*** Document passage ***

Your liver performs hundreds of important functions. Find out how it works and get some pointers on avoiding things that cause liver disease.
The liver is one of your body's largest and most important organs. Located just under your rib cage on the right side of your abdomen, it's about the size of a football, weighs 3 to 4 pounds and performs more than 500 vital functions. Without it, you couldn't absorb food, remove toxic substances from your body or stay alive.
Your liver is incredibly resilient. It can remain functional after losing 80 percent to 90 percent of its cells to disease. It can completely regenerate itself in a few weeks even if much of it has been removed during surgery.
But it's not indestructible. Toxins such as alcohol and drugs, and viruses such as hepatitis B and C can cause permanent liver damage. With advanced liver disease (cirrhosis), healthy liver tissue is replaced with scar tissue and your liver is no longer able to repair itself, gradually losing function and eventually failing. Although early-stage liver disease is more treatable now than in the past, cirrhosis is usually only curable with a liver transplant.

***

**Your goal:** Update the liver passage, starting at "The liver is" and ending at "or stay alive.", so that "basketball" takes the place of "football".

*** Entries supplied ***

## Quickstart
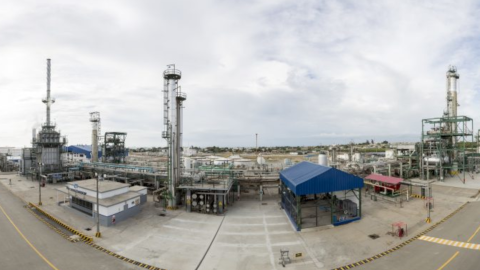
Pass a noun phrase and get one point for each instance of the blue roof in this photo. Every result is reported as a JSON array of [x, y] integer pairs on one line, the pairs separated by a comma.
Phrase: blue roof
[[83, 149], [309, 178]]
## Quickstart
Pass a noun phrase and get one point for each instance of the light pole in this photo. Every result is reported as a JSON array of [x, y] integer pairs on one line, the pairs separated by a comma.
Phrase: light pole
[[429, 203], [40, 165], [98, 234]]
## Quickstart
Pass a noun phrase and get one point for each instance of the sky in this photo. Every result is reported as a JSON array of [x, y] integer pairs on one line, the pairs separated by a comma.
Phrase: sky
[[296, 73]]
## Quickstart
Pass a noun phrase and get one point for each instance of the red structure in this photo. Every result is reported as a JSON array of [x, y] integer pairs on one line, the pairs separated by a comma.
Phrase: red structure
[[384, 184]]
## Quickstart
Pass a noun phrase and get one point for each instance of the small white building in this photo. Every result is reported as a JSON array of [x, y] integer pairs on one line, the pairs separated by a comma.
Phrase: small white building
[[117, 201]]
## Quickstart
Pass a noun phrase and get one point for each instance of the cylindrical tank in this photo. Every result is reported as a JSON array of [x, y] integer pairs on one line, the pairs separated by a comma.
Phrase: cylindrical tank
[[187, 162], [323, 160], [261, 160]]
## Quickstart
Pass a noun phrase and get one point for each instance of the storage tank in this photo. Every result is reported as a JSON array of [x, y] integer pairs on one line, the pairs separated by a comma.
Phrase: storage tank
[[322, 160], [221, 161], [187, 162], [261, 160]]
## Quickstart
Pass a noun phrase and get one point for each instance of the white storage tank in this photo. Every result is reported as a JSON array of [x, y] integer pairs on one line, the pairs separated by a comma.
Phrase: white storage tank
[[187, 162], [261, 160], [221, 161], [323, 160], [243, 162]]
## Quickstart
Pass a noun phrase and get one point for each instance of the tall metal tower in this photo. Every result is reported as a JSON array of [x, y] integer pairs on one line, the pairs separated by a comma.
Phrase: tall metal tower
[[95, 119], [452, 104], [49, 143], [173, 124], [48, 100]]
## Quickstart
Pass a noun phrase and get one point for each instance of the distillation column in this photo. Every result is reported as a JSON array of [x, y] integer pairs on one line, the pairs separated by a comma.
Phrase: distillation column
[[173, 99], [95, 119], [49, 100], [452, 104]]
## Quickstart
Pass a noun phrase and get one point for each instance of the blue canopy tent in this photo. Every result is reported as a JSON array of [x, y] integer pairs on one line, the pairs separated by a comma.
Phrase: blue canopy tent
[[319, 190]]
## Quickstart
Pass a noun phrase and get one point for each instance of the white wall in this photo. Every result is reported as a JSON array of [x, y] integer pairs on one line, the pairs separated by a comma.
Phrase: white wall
[[114, 209]]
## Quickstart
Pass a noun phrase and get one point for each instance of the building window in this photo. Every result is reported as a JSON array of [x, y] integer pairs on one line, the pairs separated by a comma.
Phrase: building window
[[82, 203]]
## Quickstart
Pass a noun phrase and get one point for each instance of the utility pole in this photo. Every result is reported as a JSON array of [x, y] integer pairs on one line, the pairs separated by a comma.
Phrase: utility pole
[[40, 185], [98, 234], [429, 203]]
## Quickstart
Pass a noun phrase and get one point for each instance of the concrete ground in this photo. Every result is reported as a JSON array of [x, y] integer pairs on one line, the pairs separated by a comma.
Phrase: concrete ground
[[251, 233], [26, 243], [463, 227]]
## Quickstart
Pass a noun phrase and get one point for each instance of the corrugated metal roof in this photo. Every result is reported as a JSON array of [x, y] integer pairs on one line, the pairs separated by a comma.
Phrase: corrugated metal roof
[[383, 178], [83, 149], [309, 178]]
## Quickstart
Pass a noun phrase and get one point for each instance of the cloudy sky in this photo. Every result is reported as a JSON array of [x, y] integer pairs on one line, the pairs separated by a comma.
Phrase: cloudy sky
[[295, 72]]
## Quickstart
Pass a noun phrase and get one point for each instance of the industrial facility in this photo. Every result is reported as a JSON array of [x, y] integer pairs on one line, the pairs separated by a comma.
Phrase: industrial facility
[[316, 187]]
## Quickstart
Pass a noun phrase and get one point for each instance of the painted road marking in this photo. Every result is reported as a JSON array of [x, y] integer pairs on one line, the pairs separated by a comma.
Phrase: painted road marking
[[473, 235], [449, 260], [28, 242], [449, 242]]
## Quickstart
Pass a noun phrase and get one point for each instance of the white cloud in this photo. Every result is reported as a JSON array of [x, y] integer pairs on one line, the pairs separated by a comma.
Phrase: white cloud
[[297, 73]]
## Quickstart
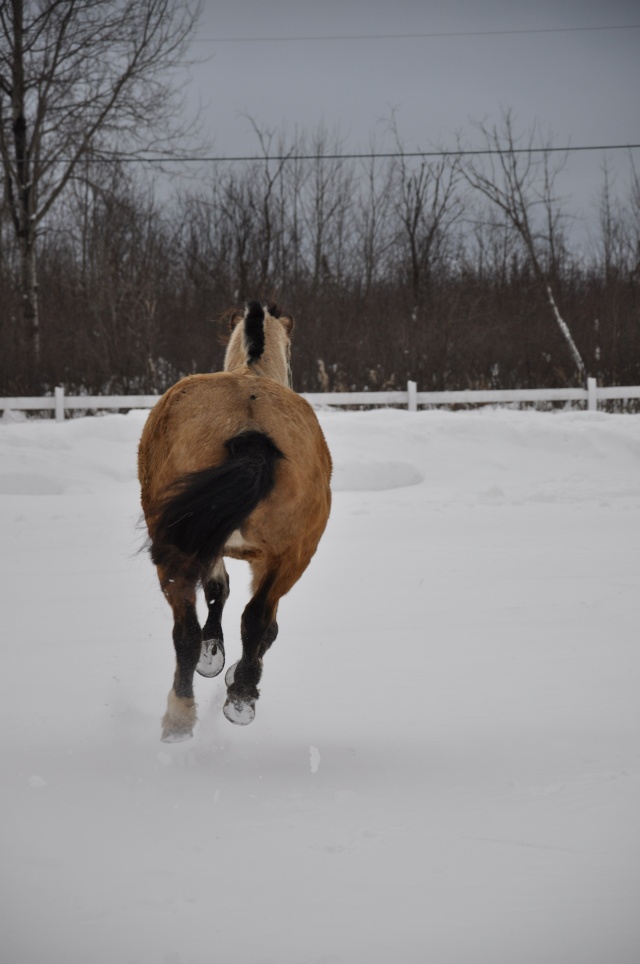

***

**Written answer:**
The liver is one of your body's largest and most important organs. Located just under your rib cage on the right side of your abdomen, it's about the size of a basketball, weighs 3 to 4 pounds and performs more than 500 vital functions. Without it, you couldn't absorb food, remove toxic substances from your body or stay alive.